Raw records »

------------

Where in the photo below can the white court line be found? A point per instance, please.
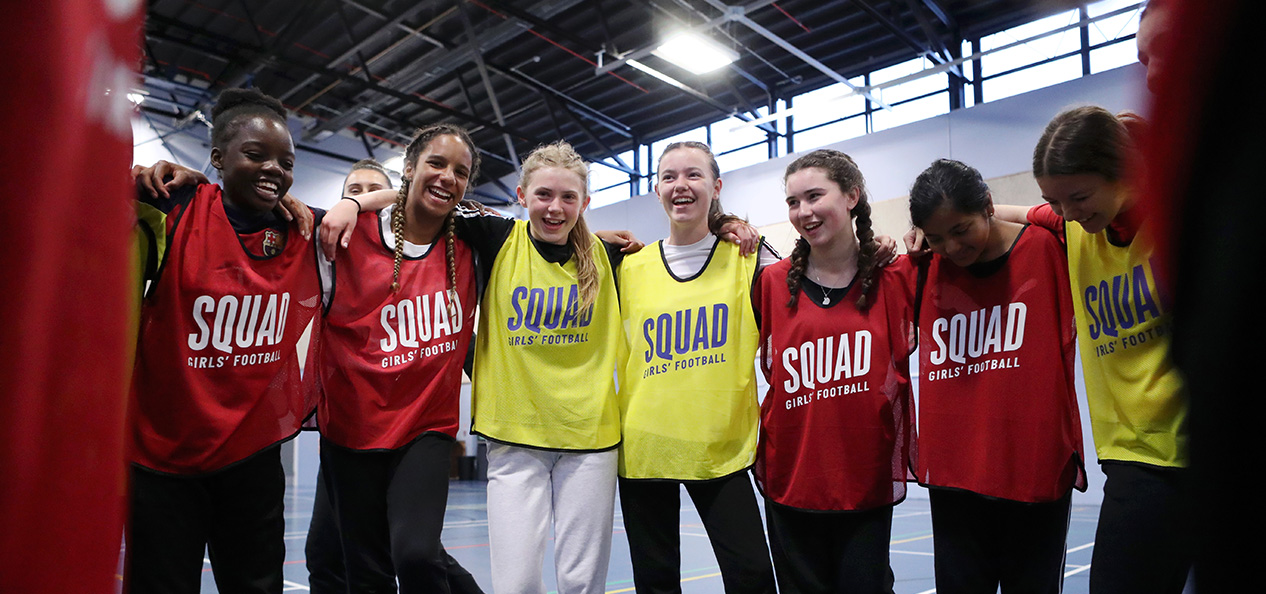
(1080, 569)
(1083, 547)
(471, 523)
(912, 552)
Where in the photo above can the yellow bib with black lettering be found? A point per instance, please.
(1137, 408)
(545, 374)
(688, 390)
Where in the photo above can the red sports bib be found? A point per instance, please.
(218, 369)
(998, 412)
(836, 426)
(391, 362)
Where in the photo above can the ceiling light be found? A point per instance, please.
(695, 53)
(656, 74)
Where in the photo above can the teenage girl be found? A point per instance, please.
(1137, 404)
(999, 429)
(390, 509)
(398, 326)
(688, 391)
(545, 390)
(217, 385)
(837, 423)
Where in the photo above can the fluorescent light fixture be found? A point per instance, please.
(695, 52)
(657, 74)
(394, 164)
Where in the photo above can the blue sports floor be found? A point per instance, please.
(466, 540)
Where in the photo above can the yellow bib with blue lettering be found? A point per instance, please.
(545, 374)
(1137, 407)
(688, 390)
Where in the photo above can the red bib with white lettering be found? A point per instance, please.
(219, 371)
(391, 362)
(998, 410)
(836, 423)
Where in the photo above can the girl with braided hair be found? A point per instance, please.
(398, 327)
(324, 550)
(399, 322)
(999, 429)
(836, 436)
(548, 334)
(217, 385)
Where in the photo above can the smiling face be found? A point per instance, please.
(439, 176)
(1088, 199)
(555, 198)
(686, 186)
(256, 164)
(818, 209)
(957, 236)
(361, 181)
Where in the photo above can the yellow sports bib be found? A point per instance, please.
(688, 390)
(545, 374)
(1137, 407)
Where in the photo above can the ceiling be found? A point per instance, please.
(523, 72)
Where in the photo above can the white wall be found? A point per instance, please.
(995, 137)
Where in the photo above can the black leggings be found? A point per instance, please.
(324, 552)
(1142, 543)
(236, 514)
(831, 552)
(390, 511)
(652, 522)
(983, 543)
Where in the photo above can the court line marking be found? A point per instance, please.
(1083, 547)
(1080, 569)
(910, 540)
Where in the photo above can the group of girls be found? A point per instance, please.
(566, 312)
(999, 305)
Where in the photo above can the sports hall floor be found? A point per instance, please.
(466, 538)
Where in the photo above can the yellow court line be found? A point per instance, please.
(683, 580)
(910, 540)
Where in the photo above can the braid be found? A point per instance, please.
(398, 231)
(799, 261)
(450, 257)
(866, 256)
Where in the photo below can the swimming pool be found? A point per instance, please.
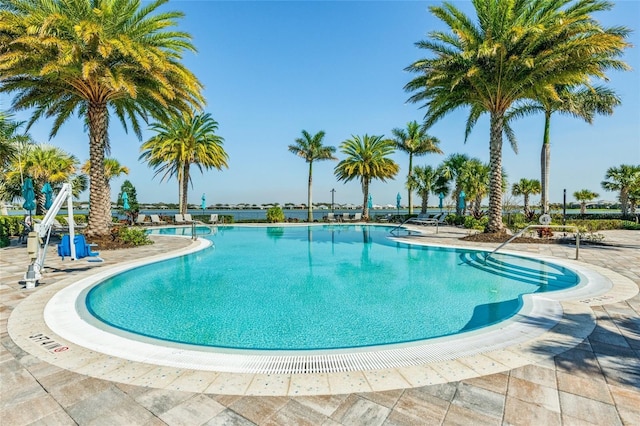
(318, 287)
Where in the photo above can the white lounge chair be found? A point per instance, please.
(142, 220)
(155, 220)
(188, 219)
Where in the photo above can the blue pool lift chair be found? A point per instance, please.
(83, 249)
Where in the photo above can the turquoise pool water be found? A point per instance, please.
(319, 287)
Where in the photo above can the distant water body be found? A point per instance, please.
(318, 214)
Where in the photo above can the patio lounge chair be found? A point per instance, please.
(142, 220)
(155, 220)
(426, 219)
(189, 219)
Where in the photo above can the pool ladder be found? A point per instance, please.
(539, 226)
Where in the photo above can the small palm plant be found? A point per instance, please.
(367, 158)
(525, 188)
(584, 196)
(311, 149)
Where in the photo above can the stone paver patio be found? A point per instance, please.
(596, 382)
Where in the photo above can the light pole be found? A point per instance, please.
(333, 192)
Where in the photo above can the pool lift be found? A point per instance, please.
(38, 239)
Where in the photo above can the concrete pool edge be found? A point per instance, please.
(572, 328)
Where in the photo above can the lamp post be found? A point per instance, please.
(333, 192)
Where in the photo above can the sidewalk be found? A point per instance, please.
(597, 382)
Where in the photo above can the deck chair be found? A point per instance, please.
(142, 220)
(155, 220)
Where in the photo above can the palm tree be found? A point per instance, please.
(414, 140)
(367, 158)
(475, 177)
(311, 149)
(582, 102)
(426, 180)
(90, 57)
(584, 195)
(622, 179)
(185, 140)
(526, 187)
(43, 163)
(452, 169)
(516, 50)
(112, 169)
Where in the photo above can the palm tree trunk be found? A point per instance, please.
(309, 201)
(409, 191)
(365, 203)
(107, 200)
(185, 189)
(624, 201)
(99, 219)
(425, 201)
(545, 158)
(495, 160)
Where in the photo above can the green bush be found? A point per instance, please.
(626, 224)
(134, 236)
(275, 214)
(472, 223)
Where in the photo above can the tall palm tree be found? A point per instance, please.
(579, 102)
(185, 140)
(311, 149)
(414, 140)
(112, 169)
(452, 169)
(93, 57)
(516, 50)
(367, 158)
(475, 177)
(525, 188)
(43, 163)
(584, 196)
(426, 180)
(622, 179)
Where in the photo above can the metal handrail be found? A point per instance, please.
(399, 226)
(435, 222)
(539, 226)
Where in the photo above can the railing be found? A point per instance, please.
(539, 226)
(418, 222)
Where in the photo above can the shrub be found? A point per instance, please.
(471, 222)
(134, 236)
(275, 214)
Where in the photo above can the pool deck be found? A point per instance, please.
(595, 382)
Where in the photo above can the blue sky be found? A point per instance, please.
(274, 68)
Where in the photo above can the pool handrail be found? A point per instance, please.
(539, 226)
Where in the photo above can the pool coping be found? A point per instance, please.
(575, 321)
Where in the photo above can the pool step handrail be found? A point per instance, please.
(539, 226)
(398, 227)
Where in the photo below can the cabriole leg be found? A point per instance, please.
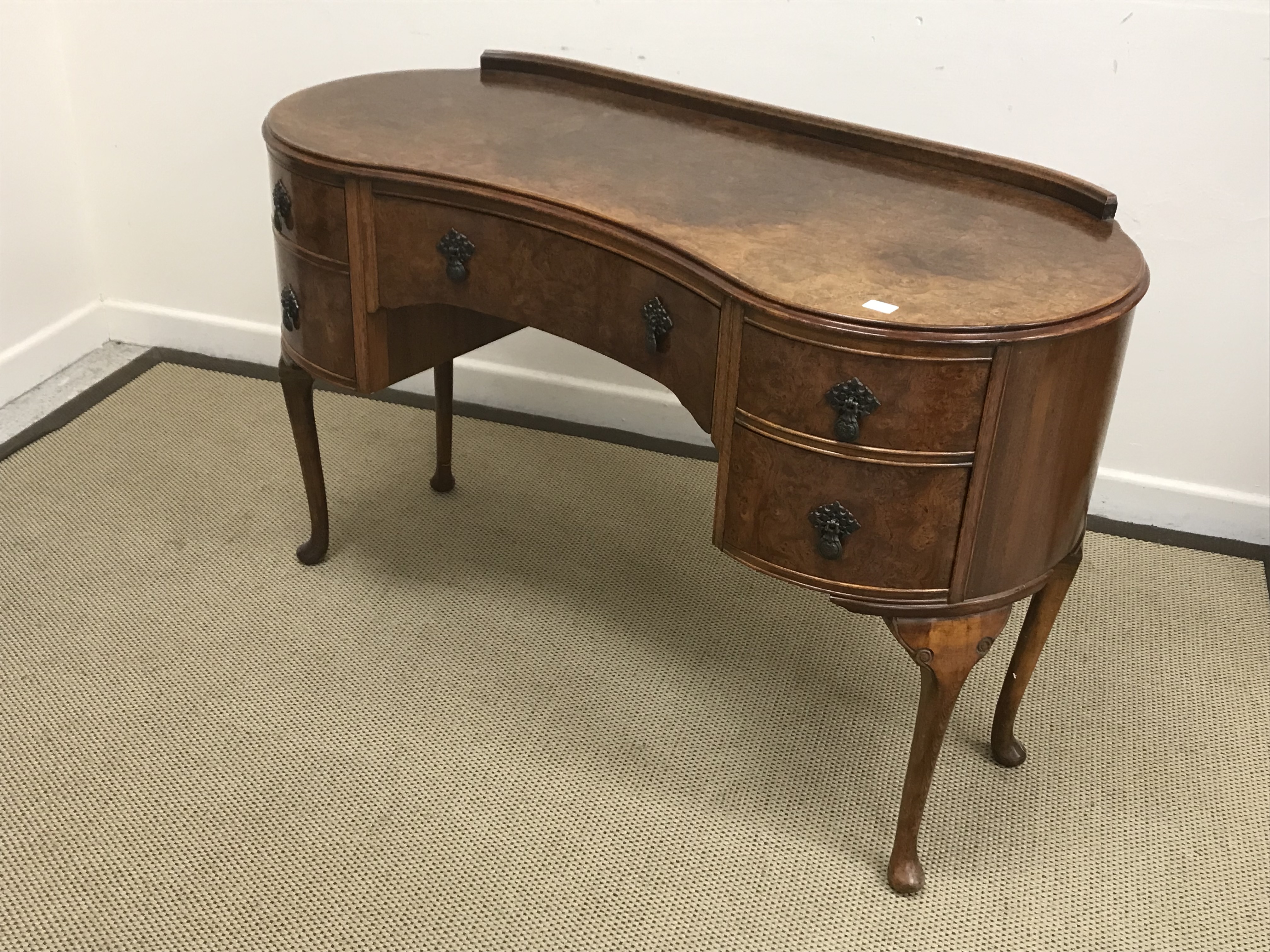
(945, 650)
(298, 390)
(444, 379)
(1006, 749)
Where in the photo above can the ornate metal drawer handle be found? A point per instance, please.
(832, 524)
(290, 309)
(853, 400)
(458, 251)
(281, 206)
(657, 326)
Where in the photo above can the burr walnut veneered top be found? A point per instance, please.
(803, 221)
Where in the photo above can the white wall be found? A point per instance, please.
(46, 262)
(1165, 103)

------------

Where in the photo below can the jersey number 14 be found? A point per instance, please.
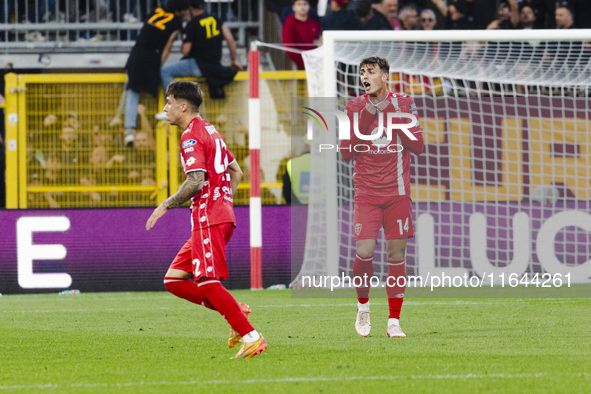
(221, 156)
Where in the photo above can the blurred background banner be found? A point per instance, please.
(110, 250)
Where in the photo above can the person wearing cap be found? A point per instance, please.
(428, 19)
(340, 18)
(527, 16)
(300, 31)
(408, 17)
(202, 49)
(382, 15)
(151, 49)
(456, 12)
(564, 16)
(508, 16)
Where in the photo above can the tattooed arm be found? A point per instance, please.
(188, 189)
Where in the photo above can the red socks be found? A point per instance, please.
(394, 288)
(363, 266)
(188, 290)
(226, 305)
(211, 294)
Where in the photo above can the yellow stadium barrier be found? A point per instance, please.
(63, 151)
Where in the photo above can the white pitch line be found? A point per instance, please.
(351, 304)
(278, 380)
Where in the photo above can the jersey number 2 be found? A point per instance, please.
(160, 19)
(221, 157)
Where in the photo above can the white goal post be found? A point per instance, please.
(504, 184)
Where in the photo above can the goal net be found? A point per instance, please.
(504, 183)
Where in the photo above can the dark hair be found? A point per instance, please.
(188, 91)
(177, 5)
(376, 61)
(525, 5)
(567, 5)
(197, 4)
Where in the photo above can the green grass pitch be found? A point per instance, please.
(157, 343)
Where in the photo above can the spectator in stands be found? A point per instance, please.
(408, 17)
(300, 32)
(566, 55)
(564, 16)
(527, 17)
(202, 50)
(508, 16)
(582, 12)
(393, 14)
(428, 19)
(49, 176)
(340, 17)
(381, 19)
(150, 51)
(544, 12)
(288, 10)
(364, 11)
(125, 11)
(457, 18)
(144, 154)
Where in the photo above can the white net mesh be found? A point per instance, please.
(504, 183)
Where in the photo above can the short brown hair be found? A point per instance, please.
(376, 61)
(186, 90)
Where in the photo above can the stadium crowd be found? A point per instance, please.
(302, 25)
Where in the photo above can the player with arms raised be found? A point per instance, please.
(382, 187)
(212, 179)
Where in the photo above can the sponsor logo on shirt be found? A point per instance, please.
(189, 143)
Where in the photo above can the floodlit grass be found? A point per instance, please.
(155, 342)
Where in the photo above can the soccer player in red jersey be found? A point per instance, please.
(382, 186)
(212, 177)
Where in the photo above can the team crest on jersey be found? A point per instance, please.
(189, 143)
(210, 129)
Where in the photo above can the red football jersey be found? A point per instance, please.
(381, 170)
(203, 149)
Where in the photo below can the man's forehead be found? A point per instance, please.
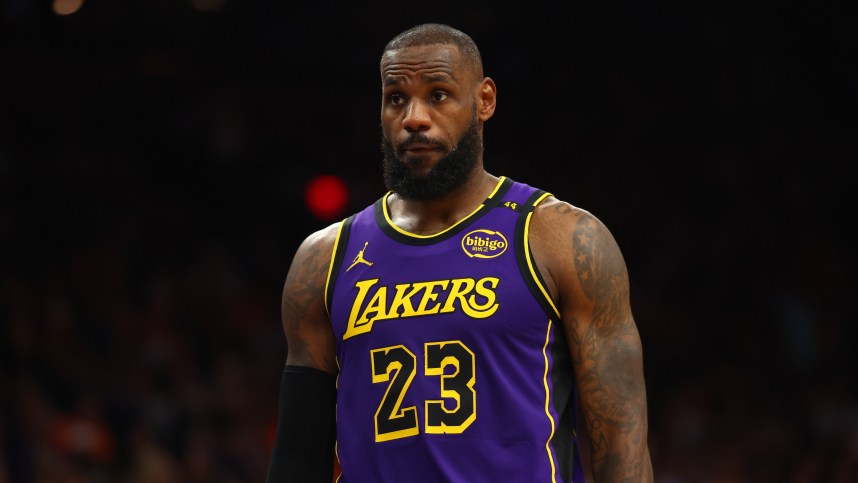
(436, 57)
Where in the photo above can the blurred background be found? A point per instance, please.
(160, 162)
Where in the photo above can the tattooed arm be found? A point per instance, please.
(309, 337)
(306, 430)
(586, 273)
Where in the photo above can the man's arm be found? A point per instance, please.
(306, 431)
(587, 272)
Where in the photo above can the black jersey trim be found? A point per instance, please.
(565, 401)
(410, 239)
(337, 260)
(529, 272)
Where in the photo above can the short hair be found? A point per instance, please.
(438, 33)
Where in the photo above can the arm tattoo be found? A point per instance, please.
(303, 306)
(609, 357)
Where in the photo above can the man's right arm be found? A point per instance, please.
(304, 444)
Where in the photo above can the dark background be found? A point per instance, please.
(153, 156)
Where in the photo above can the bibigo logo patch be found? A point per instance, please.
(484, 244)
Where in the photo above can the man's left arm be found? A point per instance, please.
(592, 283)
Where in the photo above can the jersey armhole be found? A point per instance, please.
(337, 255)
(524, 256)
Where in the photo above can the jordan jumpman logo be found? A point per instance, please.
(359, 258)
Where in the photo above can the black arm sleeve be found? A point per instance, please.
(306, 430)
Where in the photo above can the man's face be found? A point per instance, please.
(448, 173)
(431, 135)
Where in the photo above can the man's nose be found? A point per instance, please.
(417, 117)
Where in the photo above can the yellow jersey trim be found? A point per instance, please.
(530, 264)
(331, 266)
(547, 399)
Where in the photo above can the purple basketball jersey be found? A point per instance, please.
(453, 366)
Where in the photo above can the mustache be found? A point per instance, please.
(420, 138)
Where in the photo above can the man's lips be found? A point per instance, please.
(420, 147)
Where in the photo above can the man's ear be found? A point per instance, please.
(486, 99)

------------

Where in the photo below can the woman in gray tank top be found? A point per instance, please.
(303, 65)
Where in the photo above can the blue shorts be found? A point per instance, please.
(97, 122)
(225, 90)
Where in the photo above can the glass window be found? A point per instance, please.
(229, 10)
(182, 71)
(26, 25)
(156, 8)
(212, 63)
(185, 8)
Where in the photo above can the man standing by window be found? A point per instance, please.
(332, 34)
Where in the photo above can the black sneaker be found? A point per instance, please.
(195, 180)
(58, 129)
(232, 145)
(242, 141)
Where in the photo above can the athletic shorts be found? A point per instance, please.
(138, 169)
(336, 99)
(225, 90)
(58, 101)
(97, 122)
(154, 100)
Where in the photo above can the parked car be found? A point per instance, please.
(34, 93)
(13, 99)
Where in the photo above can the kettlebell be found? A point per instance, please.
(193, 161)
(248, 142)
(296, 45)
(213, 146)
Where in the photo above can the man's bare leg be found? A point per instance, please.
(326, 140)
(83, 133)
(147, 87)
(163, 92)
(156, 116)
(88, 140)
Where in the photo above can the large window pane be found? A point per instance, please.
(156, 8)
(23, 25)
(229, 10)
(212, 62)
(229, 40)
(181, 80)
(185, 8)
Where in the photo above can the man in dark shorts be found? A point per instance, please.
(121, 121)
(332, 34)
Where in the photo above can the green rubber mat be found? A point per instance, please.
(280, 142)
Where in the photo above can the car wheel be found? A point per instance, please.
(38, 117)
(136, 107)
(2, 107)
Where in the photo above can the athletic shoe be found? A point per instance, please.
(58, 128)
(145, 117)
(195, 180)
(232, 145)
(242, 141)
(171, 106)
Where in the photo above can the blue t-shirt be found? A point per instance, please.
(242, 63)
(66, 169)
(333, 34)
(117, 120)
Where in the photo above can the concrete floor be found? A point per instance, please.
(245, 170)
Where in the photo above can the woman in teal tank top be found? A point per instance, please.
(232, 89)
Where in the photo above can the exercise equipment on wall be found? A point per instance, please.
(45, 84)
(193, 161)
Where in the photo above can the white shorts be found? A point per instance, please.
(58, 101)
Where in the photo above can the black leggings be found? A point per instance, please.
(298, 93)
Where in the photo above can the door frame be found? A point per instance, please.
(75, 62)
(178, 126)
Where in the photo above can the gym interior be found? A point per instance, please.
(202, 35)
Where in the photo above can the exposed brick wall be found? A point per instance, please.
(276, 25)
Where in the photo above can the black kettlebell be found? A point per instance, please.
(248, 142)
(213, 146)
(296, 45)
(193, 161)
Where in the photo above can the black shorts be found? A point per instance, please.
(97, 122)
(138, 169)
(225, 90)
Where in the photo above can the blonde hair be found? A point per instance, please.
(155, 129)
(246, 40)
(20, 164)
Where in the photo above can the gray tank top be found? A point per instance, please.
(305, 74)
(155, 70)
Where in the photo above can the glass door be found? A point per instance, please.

------------

Written exercise »
Count how many lines of the items above contain the string "window", and reply with only that number.

Response »
3